Work instructions » Every record is to be copied unchanged, except that its pictures are removed.

Image-grounded pointing data:
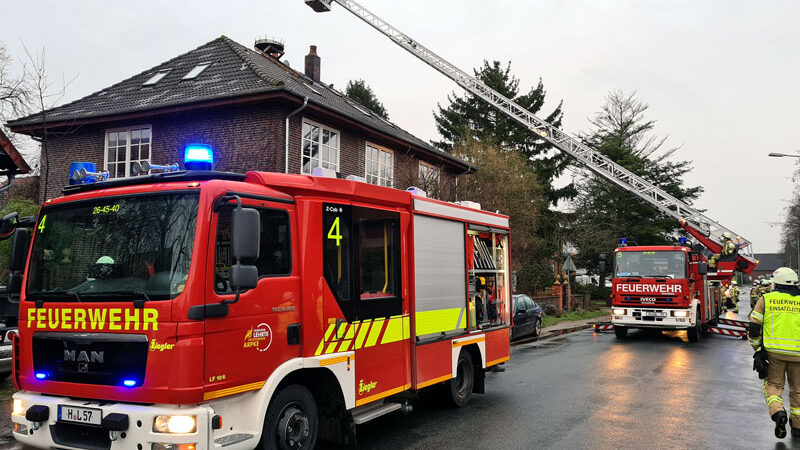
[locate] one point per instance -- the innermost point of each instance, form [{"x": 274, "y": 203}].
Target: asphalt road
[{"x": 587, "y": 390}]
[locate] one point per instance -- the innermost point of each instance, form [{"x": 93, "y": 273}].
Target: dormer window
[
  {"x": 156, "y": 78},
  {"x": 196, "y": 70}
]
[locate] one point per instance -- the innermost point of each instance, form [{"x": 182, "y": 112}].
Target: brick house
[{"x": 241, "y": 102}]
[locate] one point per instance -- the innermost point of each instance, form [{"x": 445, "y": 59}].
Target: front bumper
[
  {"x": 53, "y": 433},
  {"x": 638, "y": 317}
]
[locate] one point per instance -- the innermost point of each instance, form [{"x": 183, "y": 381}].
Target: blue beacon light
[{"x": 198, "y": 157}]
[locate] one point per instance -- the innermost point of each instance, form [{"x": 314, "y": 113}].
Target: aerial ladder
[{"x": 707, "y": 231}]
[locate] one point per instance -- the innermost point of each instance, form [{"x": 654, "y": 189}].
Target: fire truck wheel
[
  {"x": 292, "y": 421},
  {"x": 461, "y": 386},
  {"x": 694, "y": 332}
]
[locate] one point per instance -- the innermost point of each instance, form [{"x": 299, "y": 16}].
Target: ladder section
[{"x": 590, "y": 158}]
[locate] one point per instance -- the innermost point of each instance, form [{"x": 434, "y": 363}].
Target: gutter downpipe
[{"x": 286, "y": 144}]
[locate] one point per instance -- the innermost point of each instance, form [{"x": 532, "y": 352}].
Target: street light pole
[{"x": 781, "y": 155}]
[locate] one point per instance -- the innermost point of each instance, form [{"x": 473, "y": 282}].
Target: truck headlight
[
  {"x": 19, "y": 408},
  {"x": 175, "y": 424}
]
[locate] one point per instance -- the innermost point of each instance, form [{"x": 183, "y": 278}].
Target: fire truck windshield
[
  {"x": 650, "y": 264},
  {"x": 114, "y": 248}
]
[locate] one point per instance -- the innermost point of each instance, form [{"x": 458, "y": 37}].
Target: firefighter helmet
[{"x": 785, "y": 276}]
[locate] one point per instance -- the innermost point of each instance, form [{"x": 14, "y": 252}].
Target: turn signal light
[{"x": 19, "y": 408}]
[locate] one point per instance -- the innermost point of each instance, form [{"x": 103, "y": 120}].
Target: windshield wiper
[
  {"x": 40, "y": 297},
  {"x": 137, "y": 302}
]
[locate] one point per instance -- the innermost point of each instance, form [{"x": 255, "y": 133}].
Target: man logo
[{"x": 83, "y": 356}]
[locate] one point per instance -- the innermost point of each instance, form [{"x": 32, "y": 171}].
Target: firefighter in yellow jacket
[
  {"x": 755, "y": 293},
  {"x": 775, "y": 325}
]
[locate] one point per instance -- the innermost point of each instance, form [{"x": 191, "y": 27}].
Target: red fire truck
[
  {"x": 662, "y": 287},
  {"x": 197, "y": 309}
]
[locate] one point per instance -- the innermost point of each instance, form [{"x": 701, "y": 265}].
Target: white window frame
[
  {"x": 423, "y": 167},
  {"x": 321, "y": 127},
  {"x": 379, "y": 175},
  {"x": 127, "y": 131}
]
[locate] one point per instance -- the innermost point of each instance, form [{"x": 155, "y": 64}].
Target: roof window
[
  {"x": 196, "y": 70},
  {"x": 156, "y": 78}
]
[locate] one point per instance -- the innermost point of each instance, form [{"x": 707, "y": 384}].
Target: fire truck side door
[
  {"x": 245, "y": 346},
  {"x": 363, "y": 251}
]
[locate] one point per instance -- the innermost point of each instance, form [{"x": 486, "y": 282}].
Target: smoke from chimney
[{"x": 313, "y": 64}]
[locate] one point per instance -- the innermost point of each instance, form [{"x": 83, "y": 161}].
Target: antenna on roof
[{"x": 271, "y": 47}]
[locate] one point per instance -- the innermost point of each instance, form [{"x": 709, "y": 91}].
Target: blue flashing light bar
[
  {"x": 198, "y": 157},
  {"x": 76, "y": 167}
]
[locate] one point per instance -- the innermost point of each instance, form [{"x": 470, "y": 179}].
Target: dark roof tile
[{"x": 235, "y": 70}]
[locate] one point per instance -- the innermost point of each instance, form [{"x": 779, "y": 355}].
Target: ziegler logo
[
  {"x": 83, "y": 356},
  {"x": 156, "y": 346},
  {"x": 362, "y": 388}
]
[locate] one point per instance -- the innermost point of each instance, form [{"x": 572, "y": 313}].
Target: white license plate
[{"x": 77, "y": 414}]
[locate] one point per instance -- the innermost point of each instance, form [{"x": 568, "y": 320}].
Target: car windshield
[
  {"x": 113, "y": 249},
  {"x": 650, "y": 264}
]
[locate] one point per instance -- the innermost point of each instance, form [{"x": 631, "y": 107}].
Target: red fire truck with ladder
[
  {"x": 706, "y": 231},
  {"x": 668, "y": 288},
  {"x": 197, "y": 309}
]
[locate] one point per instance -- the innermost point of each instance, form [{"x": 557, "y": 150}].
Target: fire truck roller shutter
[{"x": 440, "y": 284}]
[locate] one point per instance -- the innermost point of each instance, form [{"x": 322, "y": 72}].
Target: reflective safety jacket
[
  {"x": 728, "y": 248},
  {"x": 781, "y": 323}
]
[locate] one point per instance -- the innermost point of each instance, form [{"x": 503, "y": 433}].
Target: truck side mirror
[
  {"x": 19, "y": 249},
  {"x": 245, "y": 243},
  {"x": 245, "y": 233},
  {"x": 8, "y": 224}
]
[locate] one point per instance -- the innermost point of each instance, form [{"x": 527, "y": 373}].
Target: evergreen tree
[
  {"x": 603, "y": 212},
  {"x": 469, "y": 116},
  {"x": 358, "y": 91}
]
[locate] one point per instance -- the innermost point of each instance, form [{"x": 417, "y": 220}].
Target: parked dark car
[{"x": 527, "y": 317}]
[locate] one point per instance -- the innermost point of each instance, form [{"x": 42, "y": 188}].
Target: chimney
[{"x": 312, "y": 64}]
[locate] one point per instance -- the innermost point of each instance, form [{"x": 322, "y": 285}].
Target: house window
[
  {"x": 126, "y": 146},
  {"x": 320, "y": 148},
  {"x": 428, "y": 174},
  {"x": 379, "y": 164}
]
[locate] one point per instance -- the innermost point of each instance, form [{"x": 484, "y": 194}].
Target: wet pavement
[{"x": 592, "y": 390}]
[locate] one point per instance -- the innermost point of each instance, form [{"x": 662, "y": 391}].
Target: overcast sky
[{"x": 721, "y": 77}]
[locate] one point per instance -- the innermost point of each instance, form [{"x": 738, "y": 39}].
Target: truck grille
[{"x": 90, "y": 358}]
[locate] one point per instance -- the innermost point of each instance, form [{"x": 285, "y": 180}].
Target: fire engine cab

Response box »
[locate] one point per instance -- the innermost point of each instance, form [{"x": 274, "y": 203}].
Target: asphalt road
[{"x": 587, "y": 390}]
[locate] one point per instance -- the innermost point of each instance, form [{"x": 93, "y": 273}].
Target: dormer window
[
  {"x": 156, "y": 78},
  {"x": 196, "y": 70}
]
[locate] one point per instance -- the innermost point of each instance, form [{"x": 182, "y": 112}].
Target: brick house
[{"x": 241, "y": 102}]
[locate] one point per instance -- the innermost point of each instance, form [{"x": 445, "y": 59}].
Target: front bumper
[
  {"x": 53, "y": 433},
  {"x": 638, "y": 317}
]
[locate] one point per instance -- the innermost point of each instance, form [{"x": 183, "y": 381}].
Target: blue beacon light
[{"x": 198, "y": 157}]
[locate] one point per instance -- the innermost point of each instance, form [{"x": 314, "y": 113}].
Target: aerial ladder
[{"x": 707, "y": 231}]
[locate] one point per instance -- the innermost point of each instance, form [{"x": 654, "y": 189}].
Target: fire truck wheel
[
  {"x": 292, "y": 421},
  {"x": 461, "y": 386},
  {"x": 694, "y": 332}
]
[locate] one point per instance -- the innermost point of each instance, form [{"x": 299, "y": 16}].
Target: ladder section
[{"x": 590, "y": 158}]
[locate] one point per instance -- the innermost point of each instance, form [{"x": 434, "y": 363}].
Target: gutter downpipe
[{"x": 286, "y": 144}]
[locate] one point per instance -- the innermost point of each instance, form [{"x": 532, "y": 352}].
Target: street light pole
[{"x": 781, "y": 155}]
[locate] one point per instance -- the innermost point of each instance, form [{"x": 473, "y": 282}].
Target: truck headlight
[
  {"x": 19, "y": 408},
  {"x": 175, "y": 424}
]
[locate] one point per instance -- the innermost point of each instance, form [{"x": 183, "y": 278}].
Target: fire truck windshield
[
  {"x": 650, "y": 264},
  {"x": 114, "y": 248}
]
[locate] one point per instance -- the innermost point of each instance, form [{"x": 458, "y": 37}].
Target: firefighter helmet
[{"x": 785, "y": 276}]
[locate] one point per instance -- the innermost point of each instance, form [{"x": 14, "y": 252}].
Target: turn signal light
[{"x": 19, "y": 408}]
[locate] one point per instance -- the innermost point of each instance, form [{"x": 103, "y": 120}].
Target: windshield wiper
[
  {"x": 40, "y": 297},
  {"x": 137, "y": 302}
]
[locate] one point per instance -- the innermost point of each instance, form [{"x": 255, "y": 133}].
Target: man logo
[{"x": 83, "y": 356}]
[locate] one point per instance -- the innermost point of each instance, form [{"x": 32, "y": 171}].
Target: firefighter in yellow jacket
[
  {"x": 755, "y": 293},
  {"x": 775, "y": 325}
]
[locate] one point per instance -- the innermost point of each instance, form [{"x": 191, "y": 27}].
Target: red fire truck
[
  {"x": 662, "y": 287},
  {"x": 197, "y": 309}
]
[locate] one point per instance -- the innermost point of each instance, form [{"x": 701, "y": 265}].
Target: white window frame
[
  {"x": 423, "y": 167},
  {"x": 321, "y": 127},
  {"x": 379, "y": 175},
  {"x": 127, "y": 131}
]
[locate] one point per instance -- the innermost point of each instance, form [{"x": 155, "y": 64}].
Target: roof window
[
  {"x": 196, "y": 70},
  {"x": 156, "y": 78}
]
[locate] one point per instance -- the innermost point of each instance, form [{"x": 707, "y": 384}].
Target: fire truck side door
[
  {"x": 245, "y": 346},
  {"x": 363, "y": 251}
]
[locate] one point per instance -- the innermost point of each instance, form [{"x": 486, "y": 282}].
Target: smoke from chimney
[{"x": 313, "y": 64}]
[locate] one point per instance -- the innermost point of each instance, form [{"x": 83, "y": 161}].
Target: antenna on roof
[{"x": 271, "y": 47}]
[locate] one point per instance -- the innermost point of each instance, form [{"x": 709, "y": 91}].
Target: blue flashing light bar
[
  {"x": 198, "y": 157},
  {"x": 76, "y": 167}
]
[locate] one point per instance -- the innermost point of each instance, form [{"x": 470, "y": 179}].
Target: dark roof tile
[{"x": 235, "y": 70}]
[locate] one point per instance -- the innermost point of each instance, form [{"x": 779, "y": 355}].
Target: ziegler logo
[
  {"x": 83, "y": 356},
  {"x": 156, "y": 346},
  {"x": 362, "y": 388}
]
[locate] one point per instance -- the innermost point of each instance, form [{"x": 572, "y": 313}].
Target: white license plate
[{"x": 77, "y": 414}]
[locate] one point per instance -- the innermost point of each instance, form [{"x": 568, "y": 320}].
Target: car windshield
[
  {"x": 113, "y": 249},
  {"x": 650, "y": 264}
]
[locate] one point per instance -- the innermost point of each instance, form [{"x": 631, "y": 107}].
Target: red fire truck with ladder
[
  {"x": 706, "y": 231},
  {"x": 668, "y": 288},
  {"x": 197, "y": 309}
]
[locate] one point per instance -- the innermost point of each instance, form [{"x": 557, "y": 150}].
Target: fire truck roller shutter
[{"x": 440, "y": 284}]
[locate] one point per instance -- the innermost point of each instance, form [{"x": 322, "y": 72}].
Target: reflective safety jacket
[
  {"x": 728, "y": 248},
  {"x": 781, "y": 323}
]
[locate] one point per instance -- the innermost point of each instance, form [{"x": 503, "y": 433}].
Target: truck side mirror
[
  {"x": 19, "y": 249},
  {"x": 245, "y": 243},
  {"x": 245, "y": 233},
  {"x": 8, "y": 224}
]
[locate] one point per instance -- the innermost point of each instance, form [{"x": 527, "y": 373}].
Target: evergreen tree
[
  {"x": 603, "y": 212},
  {"x": 469, "y": 116},
  {"x": 358, "y": 91}
]
[locate] one point per instance -- the innermost point of each instance, form [{"x": 417, "y": 220}].
Target: parked dark car
[{"x": 527, "y": 317}]
[locate] one point per instance -- the innermost point of each instance, form [{"x": 42, "y": 188}].
Target: chimney
[{"x": 312, "y": 64}]
[locate] one point per instance -- the innermost point of each instance, form [{"x": 322, "y": 285}].
Target: house window
[
  {"x": 126, "y": 146},
  {"x": 320, "y": 148},
  {"x": 428, "y": 174},
  {"x": 379, "y": 164}
]
[locate] one point per instance -- the innermost point of each instance, form [{"x": 484, "y": 194}].
Target: wet pavement
[{"x": 592, "y": 390}]
[locate] one point per instance -- the innermost point of each instance, form [{"x": 662, "y": 391}].
Target: overcast sky
[{"x": 721, "y": 77}]
[locate] one point per instance -- the innermost point of each instance, form [{"x": 738, "y": 39}].
Target: truck grille
[{"x": 90, "y": 358}]
[locate] one point per instance -- the innermost point of each instance, form [{"x": 285, "y": 180}].
Target: fire engine cab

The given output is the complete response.